Point-per-instance localization data:

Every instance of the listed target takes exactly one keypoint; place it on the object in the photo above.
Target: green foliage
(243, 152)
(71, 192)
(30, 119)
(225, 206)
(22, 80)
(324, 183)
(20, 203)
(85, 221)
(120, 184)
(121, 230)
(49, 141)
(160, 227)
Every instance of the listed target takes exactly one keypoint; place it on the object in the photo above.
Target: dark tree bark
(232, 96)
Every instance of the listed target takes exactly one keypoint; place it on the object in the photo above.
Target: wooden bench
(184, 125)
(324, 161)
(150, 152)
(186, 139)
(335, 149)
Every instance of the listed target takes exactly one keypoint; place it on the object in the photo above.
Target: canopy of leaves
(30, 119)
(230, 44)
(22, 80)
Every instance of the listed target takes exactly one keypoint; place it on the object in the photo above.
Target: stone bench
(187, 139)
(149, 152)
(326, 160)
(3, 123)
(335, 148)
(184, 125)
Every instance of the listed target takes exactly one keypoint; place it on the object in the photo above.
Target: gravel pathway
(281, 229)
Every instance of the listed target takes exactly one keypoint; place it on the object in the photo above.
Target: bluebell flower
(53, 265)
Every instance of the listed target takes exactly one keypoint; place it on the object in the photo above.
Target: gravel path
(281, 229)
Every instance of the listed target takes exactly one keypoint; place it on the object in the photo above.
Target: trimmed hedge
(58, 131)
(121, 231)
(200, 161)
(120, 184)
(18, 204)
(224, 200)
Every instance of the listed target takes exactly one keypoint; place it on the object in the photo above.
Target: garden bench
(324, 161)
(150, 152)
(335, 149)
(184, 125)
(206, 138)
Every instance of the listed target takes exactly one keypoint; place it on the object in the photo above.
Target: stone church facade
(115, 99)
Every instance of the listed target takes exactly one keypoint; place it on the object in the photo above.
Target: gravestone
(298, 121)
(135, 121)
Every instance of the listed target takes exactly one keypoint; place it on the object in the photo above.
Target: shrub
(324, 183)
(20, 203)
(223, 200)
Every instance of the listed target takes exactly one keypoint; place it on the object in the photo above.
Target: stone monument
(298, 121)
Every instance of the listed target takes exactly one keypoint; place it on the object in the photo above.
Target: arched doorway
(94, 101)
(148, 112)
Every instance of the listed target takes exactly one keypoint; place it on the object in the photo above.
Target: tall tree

The problem →
Make an exact copy of all the lines above.

Exercise solution →
Every instance of the listed target takes exactly one keypoint; place it on the object in the photo above.
Target: green foliage
(243, 152)
(71, 192)
(30, 119)
(225, 206)
(22, 80)
(324, 183)
(20, 203)
(85, 221)
(120, 184)
(121, 230)
(49, 141)
(160, 227)
Every instance of the listed target takes exactly one keypoint; place it on the object in the photo above.
Target: dark tree bark
(232, 96)
Every instance of the listed target takes exactly one keypoint; place it on the object in the photo above.
Target: wooden bench
(184, 125)
(324, 161)
(150, 152)
(186, 139)
(335, 149)
Every instance of the listed target takes exactly one keypoint; place it on the object in the photo above.
Target: canopy of leaves
(30, 119)
(230, 44)
(22, 80)
Every instance of the listed target takes exactly one keypoint; place it on the object in the photo above.
Target: stone bench
(187, 139)
(149, 152)
(326, 160)
(3, 123)
(335, 148)
(184, 125)
Every instance of the listed target takes exactly one keypoint; place it on the object in the photo above.
Target: gravel pathway
(281, 229)
Every instance of the listed target takes exactly one keypoint; place it on the object in the photo above.
Target: bluebell flower
(53, 265)
Every instance of the listed target takes exactly one keypoint; place it on the object in the photo above.
Target: gravel path
(281, 229)
Every instance of the listed target takes exactly one keypoint; place it on the object in the photo above.
Target: trimmed hedge
(58, 131)
(121, 231)
(200, 161)
(120, 184)
(18, 204)
(224, 200)
Every instance of the listed target takes exactly one keypoint; place it on the object in the photo above.
Target: garden bench
(324, 161)
(150, 152)
(335, 149)
(184, 125)
(206, 138)
Every instance of the listed target takes exactly one keypoint; place it on the object in the photo above.
Target: stone church facade
(115, 99)
Every instance of the listed target takes exactly one keypoint; place it on the object in the photo above.
Target: gravestone
(298, 121)
(135, 121)
Every instance of the listed target takes exactly one keypoint; place it on the object in the photo above.
Target: shrub
(324, 183)
(20, 203)
(223, 200)
Every instance of the listed target takes exactly one keypoint; place it on the object in the photo above.
Target: stone monument
(298, 121)
Every instance of the listed target takes exactly one keypoint; place it on the object in the photo above.
Target: arched doorway
(94, 101)
(148, 112)
Every instance of the listed target takes exactly one keypoint; place it on the object in the photo above.
Target: tall tree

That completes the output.